■ **ASSIGNMENT**
Repeat the entries. Each one must match exactly.

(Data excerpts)
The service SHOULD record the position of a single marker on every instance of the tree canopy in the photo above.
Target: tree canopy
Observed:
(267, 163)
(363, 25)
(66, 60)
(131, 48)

■ **TASK OUTPUT**
The service SHOULD record the position of a single marker on every instance of the tree canopy in the photo above.
Target: tree canopy
Observed:
(267, 163)
(363, 25)
(66, 60)
(131, 48)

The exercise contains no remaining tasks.